Bacaan:

--------------------------------

Selasa, 15 Mei 2018

WAWASAN MEDIA SOSIAL


PENTINGNYA PENGEMBANGAN WAWASAN IMPLEMENTASI
MEDIA SOSIAL
Oleh : Drs. Dedik Ekadiana
    Era reformasi di Indonesia telah berjalan selama 20 tahun. Seiring bergulirnya waktu hingga memasuki era milenium III dunia informasi global mengalami revolusi yang luar biasa, ditandai terjadinya eskalasi penggunaan internet dengan segala aplikasinya oleh masyarakat di seluruh dunia. Persentase kuantitas terbesar dari masyarakat pengguna internet adalah kanak-kanak dan kaum remaja yang rata-rata masih dalam status pelajar sekolah dasar dan menengah.
    Di era 1980-an, situasi semacam ini baru berupa wacana bertajuk “era globalisasi”. Pada saat itu, pemerintah pusat cq Departemen Penerangan (sekarang Kemkominfo) berkali-kali mewanti-wanti masyarakat agar bersiap-siap menghadapi era globalisasi yang bakal merebak ke Indonesia tanpa bisa dicegah. Era seperti itu digambarkan oleh menteri penerangan saat itu, Harmoko, sebagai era di mana jarak antarnegara menjadi sangat dekat, infiltrasi budaya asing merangsak hingga kamar tidur.
    Pesan-pesan yang acapkali disampaikan pemerintah tersebut melalui corongnya, RRI dan TVRI, tidak terlalu mendapat sambutan yang meriah di masyarakat luas, hanya masyarakat sekolah dan kampus bisa menyerap pesan ini secara baik dan sistematis. Sementara itu, topan globalisasi terus berembus dari Negara-negara maju di Eropa, Amerika Serikat, dan Jepang, menuju Negara-negara dunia ketiga, termasuk Indonesia hingga memasuki dekade kedua 1990-an.

--------------------------------

Cuplikan Data:
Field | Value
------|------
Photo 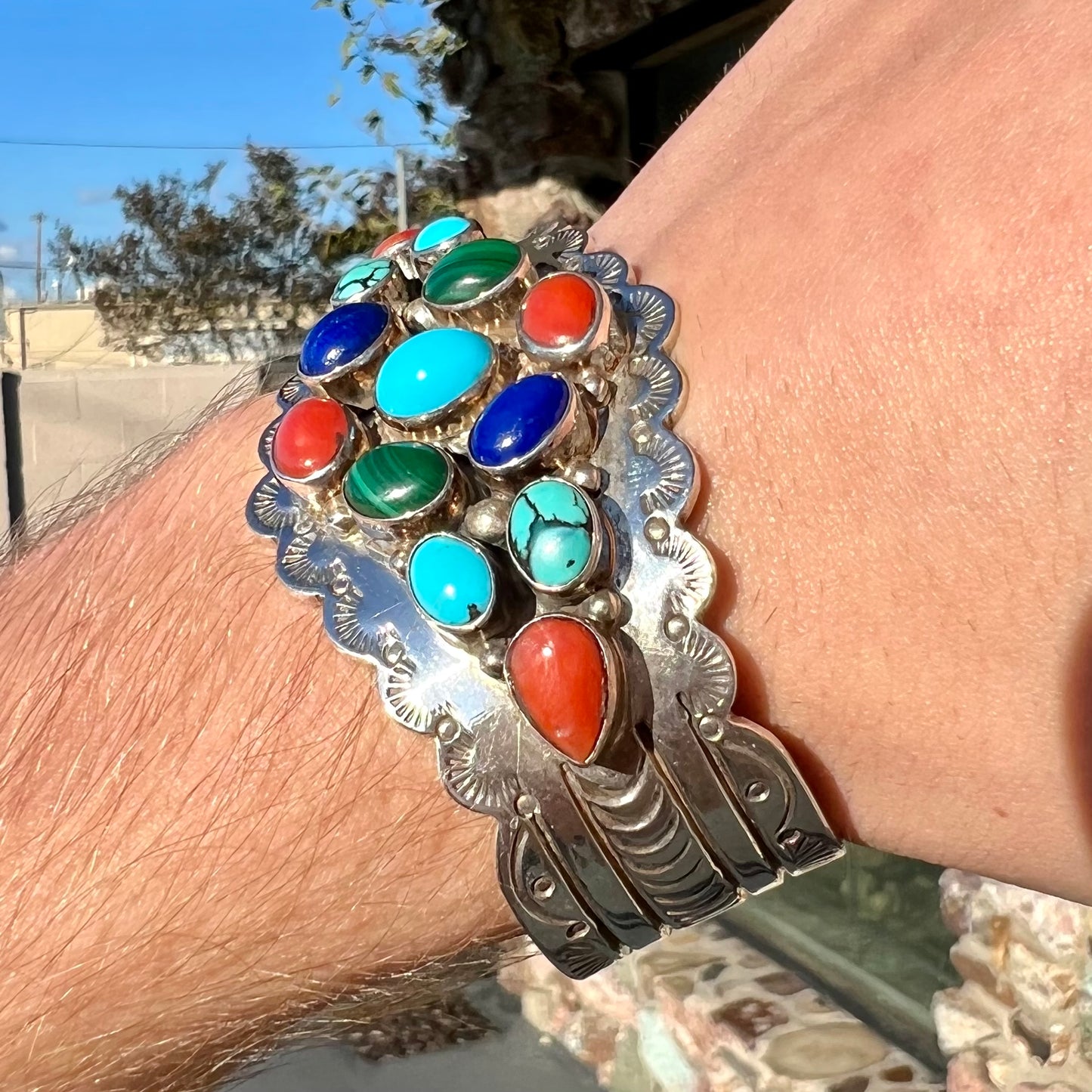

--------------------------------

Tugas Anda:
1 – Tulis ulang tanpa perubahan bagian bacaan dari "Di era 1980-an, situasi" sampai dengan "hingga kamar tidur.".
2 – Terjemahkan kalimat dari bacaan ini ke dalam bahasa Inggris: "Persentase kuantitas terbesar dari masyarakat pengguna internet adalah kanak-kanak dan kaum remaja yang rata-rata masih dalam status pelajar sekolah dasar dan menengah."

Pembahasan Jawaban:
1 –
Di era 1980-an, situasi semacam ini baru berupa wacana bertajuk “era globalisasi”. Pada saat itu, pemerintah pusat cq Departemen Penerangan (sekarang Kemkominfo) berkali-kali mewanti-wanti masyarakat agar bersiap-siap menghadapi era globalisasi yang bakal merebak ke Indonesia tanpa bisa dicegah. Era seperti itu digambarkan oleh menteri penerangan saat itu, Harmoko, sebagai era di mana jarak antarnegara menjadi sangat dekat, infiltrasi budaya asing merangsak hingga kamar tidur.

2 – The largest percentage of internet users is made up of children and teenagers, most of whom are still elementary and secondary school students.